▸ **Page excerpt**
━━━━━━

We used auditory memory and VT tasks to look for sensory–perceptual correlations. For the VT task, auditory stimuli consisted of 2- and 3-mora words. A mora is a basic unit in Japanese and generally shorter than a syllable in English. Auditory memory would be readily adapted by stimulation of 3-mora words, because verbal forms in 3-mora words account for a larger proportion of memory capacity than those in 2-mora words. In addition, VTs are more frequent for non-resegmental words than for resegmental words, such as ‘life/fly’ and ‘lips/slip’13. Two- and three-mora words used in this study were resegmental and non-resegmental, respectively. This would be expected to result in the larger number of VTs in 3-mora words than in 2-mora words.

━━━━━━

▸ **Set of tasks**
a. Please write out the part of the passage on mora words and auditory memory between "We used auditory" and "than in 2-mora words.", inclusive.
b. Translate this sentence from the passage on mora words and auditory memory into Spanish: "A mora is a basic unit in Japanese and generally shorter than a syllable in English."

▸ **Stored data**

━━━━━━

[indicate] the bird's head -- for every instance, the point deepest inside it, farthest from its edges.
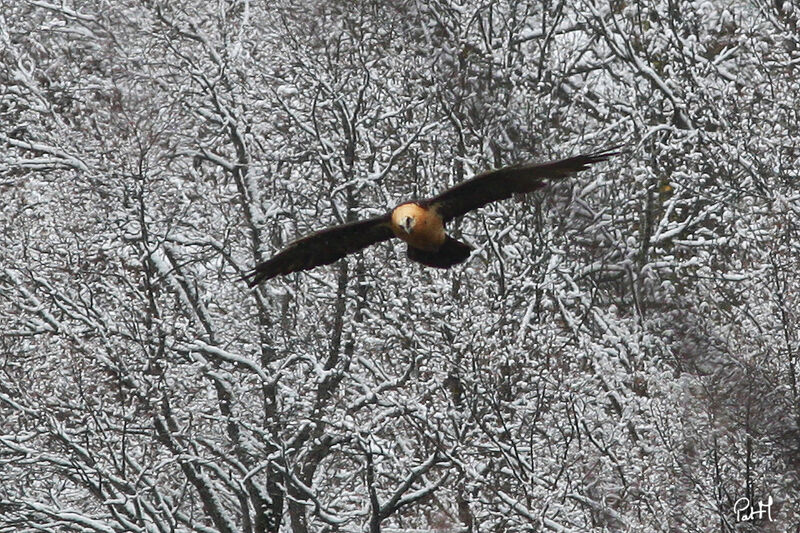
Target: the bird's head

━━━━━━

▸ **Solutions**
a.
We used auditory memory and VT tasks to look for sensory–perceptual correlations. For the VT task, auditory stimuli consisted of 2- and 3-mora words. A mora is a basic unit in Japanese and generally shorter than a syllable in English. Auditory memory would be readily adapted by stimulation of 3-mora words, because verbal forms in 3-mora words account for a larger proportion of memory capacity than those in 2-mora words. In addition, VTs are more frequent for non-resegmental words than for resegmental words, such as ‘life/fly’ and ‘lips/slip’13. Two- and three-mora words used in this study were resegmental and non-resegmental, respectively. This would be expected to result in the larger number of VTs in 3-mora words than in 2-mora words.

b. Una mora es una unidad básica del japonés y, por lo general, es más corta que una sílaba en inglés.